Exercise description: List each line of the records below that contains the word "positive".
:::::
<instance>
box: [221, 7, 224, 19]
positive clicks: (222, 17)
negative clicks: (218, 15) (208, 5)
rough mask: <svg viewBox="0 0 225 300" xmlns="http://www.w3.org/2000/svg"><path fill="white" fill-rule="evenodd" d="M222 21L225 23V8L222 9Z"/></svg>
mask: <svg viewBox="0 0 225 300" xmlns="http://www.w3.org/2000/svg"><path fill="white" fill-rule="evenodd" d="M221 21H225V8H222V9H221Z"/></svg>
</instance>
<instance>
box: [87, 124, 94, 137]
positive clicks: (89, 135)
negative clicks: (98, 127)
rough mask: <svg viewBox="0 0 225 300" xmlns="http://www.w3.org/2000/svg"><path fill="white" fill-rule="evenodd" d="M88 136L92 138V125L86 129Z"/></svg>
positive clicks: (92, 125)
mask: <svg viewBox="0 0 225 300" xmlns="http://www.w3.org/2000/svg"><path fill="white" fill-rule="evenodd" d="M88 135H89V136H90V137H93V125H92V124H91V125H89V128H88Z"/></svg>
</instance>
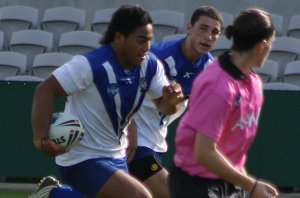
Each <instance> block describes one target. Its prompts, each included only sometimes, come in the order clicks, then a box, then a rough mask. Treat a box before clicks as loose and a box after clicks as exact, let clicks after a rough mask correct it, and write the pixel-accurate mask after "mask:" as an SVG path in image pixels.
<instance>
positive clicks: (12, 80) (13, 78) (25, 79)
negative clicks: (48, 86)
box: [4, 75, 44, 82]
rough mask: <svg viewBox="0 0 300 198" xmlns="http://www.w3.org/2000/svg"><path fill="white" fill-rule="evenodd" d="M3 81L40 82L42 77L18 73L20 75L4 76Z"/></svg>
mask: <svg viewBox="0 0 300 198" xmlns="http://www.w3.org/2000/svg"><path fill="white" fill-rule="evenodd" d="M4 80H5V81H21V82H42V81H43V80H44V79H42V78H39V77H37V76H30V75H20V76H10V77H6V78H4Z"/></svg>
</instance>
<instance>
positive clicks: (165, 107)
mask: <svg viewBox="0 0 300 198" xmlns="http://www.w3.org/2000/svg"><path fill="white" fill-rule="evenodd" d="M162 92H163V96H162V97H160V98H157V99H152V101H153V102H154V104H155V105H156V106H157V108H158V111H159V112H160V113H162V114H164V115H172V114H174V113H176V112H177V110H178V109H179V107H180V104H181V102H182V101H183V100H184V95H183V93H182V90H181V86H180V85H179V84H178V83H176V82H171V83H170V85H168V86H164V87H163V89H162Z"/></svg>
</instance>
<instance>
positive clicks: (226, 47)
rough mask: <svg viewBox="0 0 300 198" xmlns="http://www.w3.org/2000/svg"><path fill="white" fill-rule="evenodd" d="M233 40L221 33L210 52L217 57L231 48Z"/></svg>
mask: <svg viewBox="0 0 300 198" xmlns="http://www.w3.org/2000/svg"><path fill="white" fill-rule="evenodd" d="M231 44H232V41H231V40H229V39H228V38H226V36H224V35H221V36H220V38H219V39H218V40H217V42H216V44H215V46H214V47H213V48H212V49H211V50H210V53H211V54H212V55H213V56H214V57H215V58H217V57H218V56H219V55H221V54H222V53H223V52H225V51H227V50H229V49H230V48H231Z"/></svg>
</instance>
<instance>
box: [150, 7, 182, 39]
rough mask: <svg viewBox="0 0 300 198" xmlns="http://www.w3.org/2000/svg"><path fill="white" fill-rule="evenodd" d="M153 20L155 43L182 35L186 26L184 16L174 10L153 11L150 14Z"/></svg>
mask: <svg viewBox="0 0 300 198" xmlns="http://www.w3.org/2000/svg"><path fill="white" fill-rule="evenodd" d="M149 14H150V16H151V17H152V20H153V26H154V39H155V42H160V41H162V39H163V37H164V36H166V35H170V34H177V33H180V32H181V31H182V29H183V26H184V14H183V13H181V12H176V11H172V10H152V11H150V12H149Z"/></svg>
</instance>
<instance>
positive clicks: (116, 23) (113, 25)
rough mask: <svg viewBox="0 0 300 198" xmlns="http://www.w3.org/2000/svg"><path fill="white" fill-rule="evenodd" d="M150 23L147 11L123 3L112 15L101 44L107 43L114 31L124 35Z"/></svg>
mask: <svg viewBox="0 0 300 198" xmlns="http://www.w3.org/2000/svg"><path fill="white" fill-rule="evenodd" d="M147 24H152V19H151V17H150V15H149V13H148V12H146V11H145V10H144V9H143V8H142V7H140V6H138V5H123V6H121V7H120V8H119V9H118V10H116V11H115V13H114V14H113V16H112V19H111V21H110V23H109V25H108V27H107V30H106V32H105V34H104V36H103V38H102V39H101V41H100V43H101V44H109V43H111V42H112V41H113V40H114V36H115V33H116V32H120V33H121V34H123V35H124V36H125V37H127V36H128V35H129V34H131V33H132V32H134V31H135V30H136V29H137V28H139V27H142V26H145V25H147Z"/></svg>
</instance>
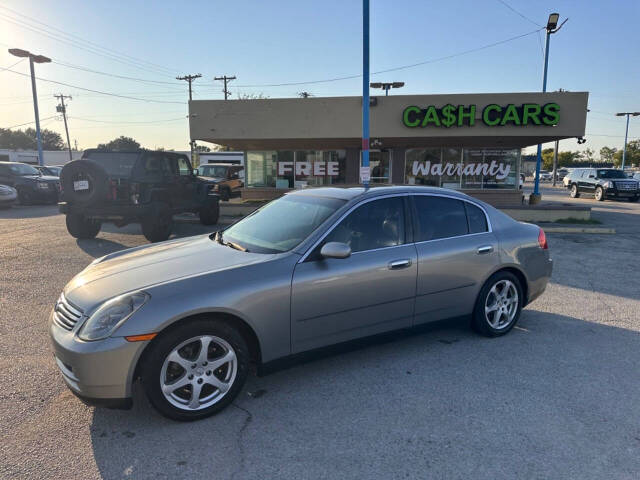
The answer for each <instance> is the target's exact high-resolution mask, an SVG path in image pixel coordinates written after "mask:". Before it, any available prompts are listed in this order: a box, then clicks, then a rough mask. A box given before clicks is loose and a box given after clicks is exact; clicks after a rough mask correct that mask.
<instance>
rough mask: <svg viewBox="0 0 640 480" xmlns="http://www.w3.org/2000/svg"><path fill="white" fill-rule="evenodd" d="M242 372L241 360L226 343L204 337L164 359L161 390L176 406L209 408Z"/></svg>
mask: <svg viewBox="0 0 640 480" xmlns="http://www.w3.org/2000/svg"><path fill="white" fill-rule="evenodd" d="M237 373H238V359H237V356H236V353H235V351H234V350H233V347H232V346H231V345H230V344H229V342H227V341H226V340H224V339H222V338H219V337H215V336H213V335H202V336H199V337H193V338H190V339H189V340H185V341H184V342H182V343H181V344H179V345H178V346H177V347H175V348H174V349H173V350H171V352H170V353H169V355H167V357H166V358H165V360H164V363H163V365H162V370H161V371H160V389H161V390H162V393H163V395H164V397H165V398H166V399H167V401H168V402H169V403H171V404H172V405H173V406H174V407H177V408H179V409H181V410H186V411H195V410H202V409H204V408H208V407H210V406H211V405H214V404H216V403H218V402H219V401H220V400H222V399H223V398H224V397H225V396H226V394H227V392H228V391H229V390H230V389H231V386H232V385H233V382H234V381H235V379H236V374H237Z"/></svg>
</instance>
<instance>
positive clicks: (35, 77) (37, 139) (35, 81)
mask: <svg viewBox="0 0 640 480" xmlns="http://www.w3.org/2000/svg"><path fill="white" fill-rule="evenodd" d="M9 53H10V54H11V55H13V56H15V57H20V58H27V57H29V69H30V70H31V90H32V92H33V110H34V112H35V115H36V140H37V142H38V165H44V159H43V158H42V137H41V135H40V115H39V114H38V93H37V91H36V76H35V73H34V71H33V64H34V63H49V62H51V59H50V58H48V57H45V56H44V55H34V54H33V53H31V52H29V51H27V50H22V49H20V48H10V49H9Z"/></svg>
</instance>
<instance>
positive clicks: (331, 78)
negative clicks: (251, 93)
mask: <svg viewBox="0 0 640 480" xmlns="http://www.w3.org/2000/svg"><path fill="white" fill-rule="evenodd" d="M543 28H544V27H543ZM538 30H541V29H537V30H532V31H530V32H527V33H523V34H521V35H516V36H515V37H511V38H506V39H504V40H500V41H498V42H493V43H489V44H487V45H483V46H481V47H476V48H471V49H469V50H464V51H462V52H458V53H453V54H451V55H445V56H443V57H437V58H432V59H429V60H425V61H423V62H418V63H412V64H409V65H401V66H399V67H393V68H387V69H386V70H378V71H377V72H373V73H372V74H371V75H379V74H381V73H388V72H396V71H398V70H405V69H408V68H414V67H419V66H421V65H427V64H429V63H435V62H440V61H442V60H449V59H451V58H455V57H460V56H462V55H468V54H469V53H474V52H479V51H480V50H486V49H487V48H492V47H496V46H498V45H502V44H503V43H507V42H511V41H513V40H518V39H520V38H523V37H527V36H529V35H533V34H534V33H536V32H538ZM361 77H362V74H361V73H360V74H357V75H346V76H343V77H334V78H327V79H323V80H311V81H306V82H287V83H265V84H258V85H237V87H240V88H255V87H260V88H265V87H288V86H294V85H311V84H316V83H329V82H337V81H341V80H351V79H354V78H361Z"/></svg>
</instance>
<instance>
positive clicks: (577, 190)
mask: <svg viewBox="0 0 640 480" xmlns="http://www.w3.org/2000/svg"><path fill="white" fill-rule="evenodd" d="M569 195H570V196H571V198H578V197H579V196H580V192H579V191H578V185H576V184H575V183H574V184H573V185H571V192H570V193H569Z"/></svg>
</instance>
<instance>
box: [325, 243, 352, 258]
mask: <svg viewBox="0 0 640 480" xmlns="http://www.w3.org/2000/svg"><path fill="white" fill-rule="evenodd" d="M320 255H321V256H322V258H348V257H350V256H351V247H350V246H349V245H347V244H346V243H341V242H329V243H325V244H324V245H323V246H322V248H321V249H320Z"/></svg>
:::::
Answer for the task:
positive clicks: (222, 17)
positive clicks: (89, 135)
positive clicks: (92, 125)
positive clicks: (12, 80) (13, 78) (25, 79)
positive clicks: (165, 107)
positive clicks: (226, 47)
positive clicks: (116, 23) (113, 25)
positive clicks: (35, 77) (37, 139) (35, 81)
positive clicks: (331, 78)
positive clicks: (577, 190)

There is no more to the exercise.